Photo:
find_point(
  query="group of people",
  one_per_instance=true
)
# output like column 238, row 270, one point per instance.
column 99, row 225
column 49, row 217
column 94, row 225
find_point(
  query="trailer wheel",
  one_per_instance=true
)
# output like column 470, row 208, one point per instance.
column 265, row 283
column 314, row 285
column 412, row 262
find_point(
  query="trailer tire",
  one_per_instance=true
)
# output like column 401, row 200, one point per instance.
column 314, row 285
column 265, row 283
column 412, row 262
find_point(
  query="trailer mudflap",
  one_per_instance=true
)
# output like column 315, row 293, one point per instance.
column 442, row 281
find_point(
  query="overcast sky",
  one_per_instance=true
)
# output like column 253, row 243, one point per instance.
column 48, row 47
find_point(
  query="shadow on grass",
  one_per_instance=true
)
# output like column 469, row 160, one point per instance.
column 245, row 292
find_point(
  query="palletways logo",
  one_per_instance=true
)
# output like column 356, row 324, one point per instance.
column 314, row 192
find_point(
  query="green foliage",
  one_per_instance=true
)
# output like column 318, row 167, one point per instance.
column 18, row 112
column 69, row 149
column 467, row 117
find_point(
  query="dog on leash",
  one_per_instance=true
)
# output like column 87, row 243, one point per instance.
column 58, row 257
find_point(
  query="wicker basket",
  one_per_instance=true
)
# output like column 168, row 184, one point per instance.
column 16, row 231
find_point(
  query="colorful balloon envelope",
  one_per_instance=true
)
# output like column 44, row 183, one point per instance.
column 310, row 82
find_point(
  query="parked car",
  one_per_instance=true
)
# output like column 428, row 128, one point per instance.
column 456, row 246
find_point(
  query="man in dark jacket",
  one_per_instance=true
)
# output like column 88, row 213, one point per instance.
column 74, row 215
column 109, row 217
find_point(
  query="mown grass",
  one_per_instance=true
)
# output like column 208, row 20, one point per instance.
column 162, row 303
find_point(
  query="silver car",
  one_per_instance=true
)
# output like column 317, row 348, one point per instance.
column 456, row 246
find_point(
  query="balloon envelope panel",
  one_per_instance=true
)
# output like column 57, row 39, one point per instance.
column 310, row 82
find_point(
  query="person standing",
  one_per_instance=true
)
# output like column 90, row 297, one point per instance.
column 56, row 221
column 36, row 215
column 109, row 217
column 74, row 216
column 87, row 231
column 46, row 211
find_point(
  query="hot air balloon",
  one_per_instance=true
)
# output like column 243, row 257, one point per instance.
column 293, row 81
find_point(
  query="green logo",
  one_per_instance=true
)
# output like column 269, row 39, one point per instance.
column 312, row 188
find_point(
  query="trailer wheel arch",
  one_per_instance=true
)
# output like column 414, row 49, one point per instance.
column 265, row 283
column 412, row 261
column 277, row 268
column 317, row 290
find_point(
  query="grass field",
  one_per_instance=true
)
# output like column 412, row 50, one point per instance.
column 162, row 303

## What the exercise asks
Please rewrite every line of the material above as a JSON list of strings, with one string per line and blank lines omitted.

## Written response
[
  "Photo:",
  "find_point(",
  "  query=\"group of people\",",
  "  one_per_instance=true",
  ")",
  "# output like column 238, row 270, one point per instance.",
  "column 99, row 225",
  "column 49, row 217",
  "column 94, row 225",
  "find_point(",
  "  query=\"trailer wheel\",",
  "  one_per_instance=true",
  ")",
  "# output like column 470, row 208, one point per instance.",
  "column 265, row 283",
  "column 314, row 285",
  "column 412, row 262",
  "find_point(",
  "  query=\"trailer tire\",",
  "  one_per_instance=true",
  ")",
  "# output like column 401, row 200, one point per instance.",
  "column 314, row 285",
  "column 265, row 283",
  "column 412, row 262",
  "find_point(",
  "  query=\"trailer mudflap\",",
  "  one_per_instance=true",
  ")",
  "# output like column 315, row 293, one point per instance.",
  "column 442, row 281",
  "find_point(",
  "  query=\"overcast sky\",",
  "  one_per_instance=true",
  ")",
  "# output like column 253, row 243, one point per instance.",
  "column 48, row 47",
  "find_point(",
  "  query=\"shadow on grass\",",
  "  one_per_instance=true",
  ")",
  "# output like column 469, row 160, one point per instance.",
  "column 245, row 292",
  "find_point(",
  "  query=\"palletways logo\",",
  "  one_per_instance=true",
  ")",
  "# output like column 356, row 324, one point per instance.",
  "column 314, row 192",
  "find_point(",
  "  query=\"green foliage\",",
  "  one_per_instance=true",
  ")",
  "# output like column 318, row 167, one point per instance.",
  "column 18, row 112",
  "column 69, row 149",
  "column 467, row 117",
  "find_point(",
  "  query=\"dog on leash\",",
  "  one_per_instance=true",
  ")",
  "# output like column 87, row 243, one point per instance.",
  "column 58, row 257",
  "find_point(",
  "  query=\"wicker basket\",",
  "  one_per_instance=true",
  ")",
  "# output like column 168, row 184, one point per instance.",
  "column 16, row 231",
  "find_point(",
  "  query=\"colorful balloon envelope\",",
  "  one_per_instance=true",
  ")",
  "# output like column 44, row 183, one point per instance.",
  "column 310, row 82",
  "find_point(",
  "  query=\"parked car\",",
  "  one_per_instance=true",
  ")",
  "# output like column 428, row 128, one point per instance.",
  "column 456, row 246",
  "find_point(",
  "  query=\"man in dark jacket\",",
  "  one_per_instance=true",
  ")",
  "# output like column 88, row 213, one point per instance.",
  "column 74, row 215",
  "column 109, row 217",
  "find_point(",
  "  query=\"mown grass\",",
  "  one_per_instance=true",
  ")",
  "# output like column 208, row 20, one point per instance.",
  "column 162, row 303",
  "find_point(",
  "  query=\"silver car\",",
  "  one_per_instance=true",
  ")",
  "# output like column 317, row 348, one point per instance.",
  "column 456, row 246",
  "find_point(",
  "  query=\"balloon envelope panel\",",
  "  one_per_instance=true",
  ")",
  "# output like column 57, row 39, one point per instance.",
  "column 310, row 82",
  "find_point(",
  "  query=\"person standing\",",
  "  one_per_instance=true",
  ")",
  "# output like column 90, row 297, one point per instance.",
  "column 56, row 221",
  "column 36, row 215",
  "column 109, row 217",
  "column 74, row 216",
  "column 87, row 231",
  "column 46, row 211",
  "find_point(",
  "  query=\"hot air balloon\",",
  "  one_per_instance=true",
  ")",
  "# output like column 243, row 257, one point per instance.",
  "column 293, row 81",
  "find_point(",
  "  query=\"green logo\",",
  "  one_per_instance=true",
  ")",
  "# output like column 269, row 39, one point per instance.",
  "column 312, row 188",
  "find_point(",
  "  query=\"trailer wheel arch\",",
  "  one_per_instance=true",
  ")",
  "# output like column 414, row 49, one point per instance.",
  "column 265, row 283",
  "column 412, row 261",
  "column 277, row 268",
  "column 317, row 290",
  "find_point(",
  "  query=\"grass field\",",
  "  one_per_instance=true",
  ")",
  "# output like column 412, row 50, one point per instance.",
  "column 162, row 303"
]